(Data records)
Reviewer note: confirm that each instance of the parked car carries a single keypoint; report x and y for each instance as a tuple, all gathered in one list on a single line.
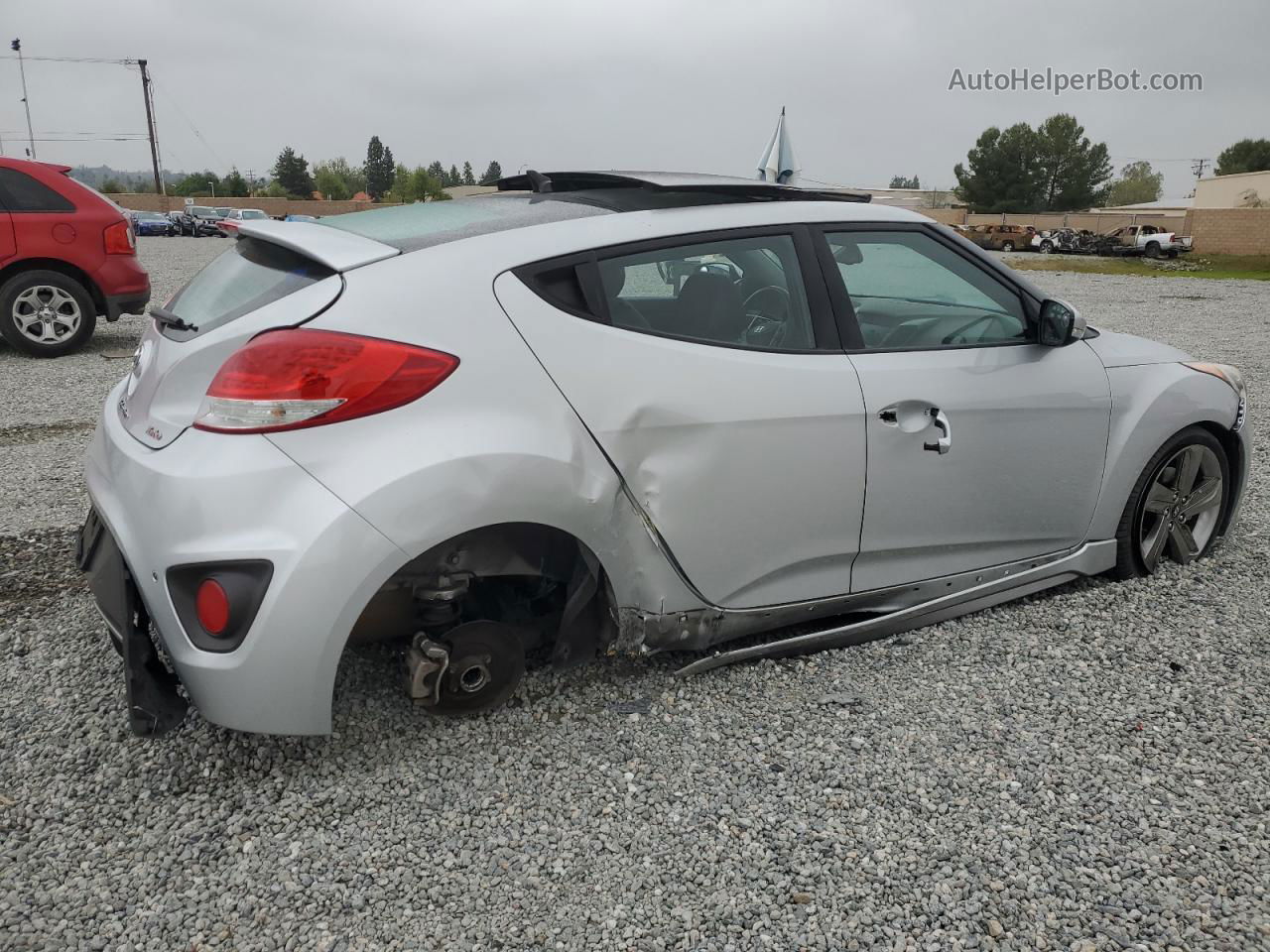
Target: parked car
[(1066, 240), (198, 220), (67, 257), (230, 222), (151, 223), (617, 413), (1148, 240), (1001, 238)]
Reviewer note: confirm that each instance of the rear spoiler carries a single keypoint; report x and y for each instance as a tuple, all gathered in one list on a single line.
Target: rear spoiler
[(338, 249)]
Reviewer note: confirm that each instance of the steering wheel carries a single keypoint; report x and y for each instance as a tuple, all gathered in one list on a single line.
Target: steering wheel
[(767, 324), (783, 302), (982, 318)]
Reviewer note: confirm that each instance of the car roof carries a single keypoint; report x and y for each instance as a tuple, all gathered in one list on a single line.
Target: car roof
[(538, 198)]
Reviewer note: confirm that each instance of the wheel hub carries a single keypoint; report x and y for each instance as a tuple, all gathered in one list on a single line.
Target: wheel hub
[(471, 667)]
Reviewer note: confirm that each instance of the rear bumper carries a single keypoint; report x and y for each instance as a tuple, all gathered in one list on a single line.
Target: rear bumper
[(214, 498), (119, 304), (125, 285)]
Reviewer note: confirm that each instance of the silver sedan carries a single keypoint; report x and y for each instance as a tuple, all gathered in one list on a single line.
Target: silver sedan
[(616, 413)]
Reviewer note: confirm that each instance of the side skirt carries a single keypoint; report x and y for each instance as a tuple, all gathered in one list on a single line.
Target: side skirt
[(1089, 558)]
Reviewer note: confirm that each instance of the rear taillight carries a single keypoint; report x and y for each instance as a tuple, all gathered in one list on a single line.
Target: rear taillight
[(212, 606), (286, 380), (119, 240)]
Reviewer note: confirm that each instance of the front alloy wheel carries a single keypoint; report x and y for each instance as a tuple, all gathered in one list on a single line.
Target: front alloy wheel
[(46, 313), (1176, 507), (1182, 507)]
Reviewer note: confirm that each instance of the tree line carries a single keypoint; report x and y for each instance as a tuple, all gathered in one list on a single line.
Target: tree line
[(380, 177), (1056, 168)]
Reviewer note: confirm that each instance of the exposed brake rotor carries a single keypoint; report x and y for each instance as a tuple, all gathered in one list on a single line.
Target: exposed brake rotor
[(472, 667)]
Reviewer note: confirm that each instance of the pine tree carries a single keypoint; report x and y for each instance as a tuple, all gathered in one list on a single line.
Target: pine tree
[(380, 169), (234, 184), (291, 172), (493, 173)]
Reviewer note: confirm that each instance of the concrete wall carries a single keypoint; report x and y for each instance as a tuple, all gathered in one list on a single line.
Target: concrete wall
[(1093, 221), (1236, 231), (1243, 190), (270, 206)]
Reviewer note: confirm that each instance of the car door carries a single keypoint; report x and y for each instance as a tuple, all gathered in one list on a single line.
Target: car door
[(984, 447), (708, 370), (8, 241)]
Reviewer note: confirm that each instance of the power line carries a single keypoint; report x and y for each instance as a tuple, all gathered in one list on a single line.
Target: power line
[(189, 122), (71, 59), (89, 139), (64, 132)]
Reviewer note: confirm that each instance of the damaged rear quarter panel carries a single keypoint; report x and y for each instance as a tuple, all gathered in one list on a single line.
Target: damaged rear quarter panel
[(494, 443)]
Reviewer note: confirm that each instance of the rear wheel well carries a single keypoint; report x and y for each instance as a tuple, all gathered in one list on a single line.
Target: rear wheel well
[(56, 264), (535, 576)]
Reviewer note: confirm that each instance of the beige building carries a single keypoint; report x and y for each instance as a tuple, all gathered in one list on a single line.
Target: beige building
[(1248, 189)]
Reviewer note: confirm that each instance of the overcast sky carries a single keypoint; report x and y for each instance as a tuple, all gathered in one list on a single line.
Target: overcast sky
[(656, 84)]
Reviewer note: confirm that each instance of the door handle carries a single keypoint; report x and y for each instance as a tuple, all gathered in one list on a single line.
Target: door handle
[(944, 443)]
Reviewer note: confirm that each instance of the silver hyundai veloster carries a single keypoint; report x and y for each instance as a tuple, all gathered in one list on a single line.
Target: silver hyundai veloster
[(602, 412)]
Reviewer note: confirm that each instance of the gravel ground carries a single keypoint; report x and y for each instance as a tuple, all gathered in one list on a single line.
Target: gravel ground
[(1083, 771)]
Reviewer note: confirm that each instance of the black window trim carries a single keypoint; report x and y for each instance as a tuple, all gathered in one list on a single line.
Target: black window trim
[(846, 315), (5, 203), (825, 325)]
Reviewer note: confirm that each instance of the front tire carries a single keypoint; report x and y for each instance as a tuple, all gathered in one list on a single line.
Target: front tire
[(1176, 506), (46, 313)]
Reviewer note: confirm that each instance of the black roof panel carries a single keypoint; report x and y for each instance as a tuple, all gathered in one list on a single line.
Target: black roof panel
[(676, 181)]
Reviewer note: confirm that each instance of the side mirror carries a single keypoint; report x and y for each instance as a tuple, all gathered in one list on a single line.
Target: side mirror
[(1061, 324)]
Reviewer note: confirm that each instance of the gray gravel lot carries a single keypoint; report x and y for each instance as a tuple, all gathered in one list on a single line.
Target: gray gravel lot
[(1088, 770)]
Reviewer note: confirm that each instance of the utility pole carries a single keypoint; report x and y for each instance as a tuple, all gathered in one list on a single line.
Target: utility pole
[(31, 136), (150, 127)]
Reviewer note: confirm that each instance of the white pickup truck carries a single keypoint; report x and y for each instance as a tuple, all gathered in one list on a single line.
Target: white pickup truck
[(1148, 240)]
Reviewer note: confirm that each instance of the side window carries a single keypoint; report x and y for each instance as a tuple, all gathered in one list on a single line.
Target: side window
[(742, 293), (911, 293), (22, 193)]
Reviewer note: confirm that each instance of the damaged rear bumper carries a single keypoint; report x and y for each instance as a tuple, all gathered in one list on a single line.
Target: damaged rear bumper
[(154, 703)]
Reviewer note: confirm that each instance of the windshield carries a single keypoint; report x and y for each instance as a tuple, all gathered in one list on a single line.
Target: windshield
[(248, 276)]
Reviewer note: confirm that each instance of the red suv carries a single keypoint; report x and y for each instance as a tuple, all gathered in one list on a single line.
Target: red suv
[(66, 255)]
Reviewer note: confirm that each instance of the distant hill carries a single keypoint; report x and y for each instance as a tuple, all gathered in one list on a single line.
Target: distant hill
[(95, 175)]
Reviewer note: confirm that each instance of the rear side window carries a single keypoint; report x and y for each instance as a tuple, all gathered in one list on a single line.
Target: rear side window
[(22, 193), (738, 293), (244, 278)]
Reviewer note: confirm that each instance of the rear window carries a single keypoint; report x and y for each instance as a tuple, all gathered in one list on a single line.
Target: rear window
[(22, 193), (244, 278), (409, 227)]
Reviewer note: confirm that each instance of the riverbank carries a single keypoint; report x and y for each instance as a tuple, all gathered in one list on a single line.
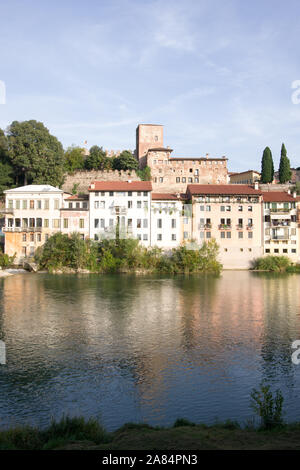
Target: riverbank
[(78, 434)]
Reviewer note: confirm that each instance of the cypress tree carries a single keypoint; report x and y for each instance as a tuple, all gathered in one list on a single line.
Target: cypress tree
[(267, 166), (284, 166)]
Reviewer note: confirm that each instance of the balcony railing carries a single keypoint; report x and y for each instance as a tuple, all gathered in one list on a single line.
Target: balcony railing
[(22, 229)]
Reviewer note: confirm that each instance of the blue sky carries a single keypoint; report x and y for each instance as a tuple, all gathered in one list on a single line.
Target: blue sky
[(216, 74)]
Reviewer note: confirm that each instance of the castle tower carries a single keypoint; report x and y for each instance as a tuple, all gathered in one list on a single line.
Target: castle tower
[(148, 136)]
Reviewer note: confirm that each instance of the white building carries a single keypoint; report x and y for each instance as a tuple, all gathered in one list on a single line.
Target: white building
[(32, 214), (280, 225), (123, 206)]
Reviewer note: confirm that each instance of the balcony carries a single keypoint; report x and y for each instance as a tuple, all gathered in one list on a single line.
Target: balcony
[(22, 229)]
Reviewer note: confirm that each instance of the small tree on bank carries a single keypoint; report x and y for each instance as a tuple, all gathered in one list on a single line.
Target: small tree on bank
[(284, 167), (267, 166)]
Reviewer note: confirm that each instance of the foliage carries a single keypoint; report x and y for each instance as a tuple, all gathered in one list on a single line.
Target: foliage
[(6, 168), (97, 159), (125, 161), (74, 159), (61, 251), (123, 255), (272, 263), (144, 174), (267, 166), (35, 154), (268, 408), (6, 261), (284, 167)]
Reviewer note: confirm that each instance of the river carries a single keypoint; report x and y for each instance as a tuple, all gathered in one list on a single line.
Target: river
[(127, 348)]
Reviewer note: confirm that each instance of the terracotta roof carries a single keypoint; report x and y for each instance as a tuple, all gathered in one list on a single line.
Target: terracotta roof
[(277, 196), (78, 198), (222, 189), (120, 186), (167, 196)]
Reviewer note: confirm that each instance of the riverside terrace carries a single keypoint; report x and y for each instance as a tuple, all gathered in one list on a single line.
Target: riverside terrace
[(234, 215)]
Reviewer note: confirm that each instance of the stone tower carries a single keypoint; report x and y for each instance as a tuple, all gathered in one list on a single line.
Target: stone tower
[(147, 136)]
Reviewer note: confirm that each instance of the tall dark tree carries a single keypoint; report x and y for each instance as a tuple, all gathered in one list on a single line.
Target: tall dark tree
[(125, 161), (284, 167), (267, 166), (97, 159), (36, 155), (74, 158), (6, 169)]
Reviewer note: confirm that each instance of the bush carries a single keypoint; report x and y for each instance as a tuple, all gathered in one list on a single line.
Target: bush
[(272, 263), (268, 408), (6, 261)]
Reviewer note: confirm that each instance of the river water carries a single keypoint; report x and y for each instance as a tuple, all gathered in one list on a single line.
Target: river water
[(126, 348)]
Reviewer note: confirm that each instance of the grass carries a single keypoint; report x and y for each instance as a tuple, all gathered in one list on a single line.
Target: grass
[(78, 433)]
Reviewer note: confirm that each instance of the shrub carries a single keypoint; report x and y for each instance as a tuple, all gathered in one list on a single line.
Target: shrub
[(272, 263), (268, 408)]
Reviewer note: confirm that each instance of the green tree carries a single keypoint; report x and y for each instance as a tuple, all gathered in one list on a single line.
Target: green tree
[(74, 159), (267, 166), (36, 155), (6, 168), (97, 159), (125, 161), (284, 167)]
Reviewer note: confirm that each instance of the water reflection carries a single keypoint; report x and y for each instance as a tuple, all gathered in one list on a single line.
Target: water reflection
[(130, 348)]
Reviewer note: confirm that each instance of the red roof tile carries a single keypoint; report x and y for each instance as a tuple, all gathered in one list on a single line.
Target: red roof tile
[(120, 186), (167, 196), (277, 196), (240, 189)]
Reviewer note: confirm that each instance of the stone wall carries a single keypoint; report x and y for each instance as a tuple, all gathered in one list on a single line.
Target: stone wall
[(84, 178)]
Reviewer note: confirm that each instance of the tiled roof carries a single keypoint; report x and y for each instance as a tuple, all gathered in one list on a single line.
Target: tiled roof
[(240, 189), (120, 186), (277, 196), (167, 196)]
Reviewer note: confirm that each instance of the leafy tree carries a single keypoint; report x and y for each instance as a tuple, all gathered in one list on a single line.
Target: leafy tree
[(125, 161), (74, 158), (6, 169), (145, 173), (267, 166), (36, 155), (284, 167), (97, 159)]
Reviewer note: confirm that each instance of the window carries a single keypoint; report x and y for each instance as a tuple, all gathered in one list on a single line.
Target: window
[(55, 223)]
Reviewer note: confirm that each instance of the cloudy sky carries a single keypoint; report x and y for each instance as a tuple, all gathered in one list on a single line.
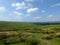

- [Job]:
Reproduce, word for word, everything in the material from the line containing "Reviewer note: confirm that each instance of the shrub" down to the line containing "[(240, 189), (120, 186), (277, 196), (167, 196)]", including both of those lines.

- [Reply to the exercise]:
Reviewer note: confirm that each instance of the shrub carries a single keypoint; report x and y for each instance as a tuple, all gathered in one list on a single line.
Target: shrub
[(272, 263), (268, 408)]
Reviewer note: confirm that each instance of the green tree carries a single keypoint; report x and y for each instance as a tuple, all gathered in one list on a single line.
Target: green tree
[(74, 159), (267, 166), (36, 155), (6, 168), (97, 159), (125, 161), (284, 167)]
Reviewer note: confirm that each instance of the water reflection carries a single keypoint; report x and y for each instance as a tuple, all gathered in one list on a single line.
Target: water reflection
[(130, 348)]
Reviewer note: confirm that each instance of the red roof tile carries a single keypoint; report x and y for each instance as a tuple, all gathered in one list on a single line.
Target: red roof tile
[(120, 186), (167, 196), (277, 196), (240, 189)]
Reviewer note: confirm that each instance of the stone wall carries a single keypoint; report x and y for each instance as a tuple, all gathered in one list on a single line.
Target: stone wall
[(84, 178)]
Reviewer note: confirm that each instance of the tiled roof carries a single keypoint; report x and y for each instance as a tuple, all gathered in one list on a single line.
Target: tiled roof
[(240, 189), (120, 186), (277, 196), (167, 196)]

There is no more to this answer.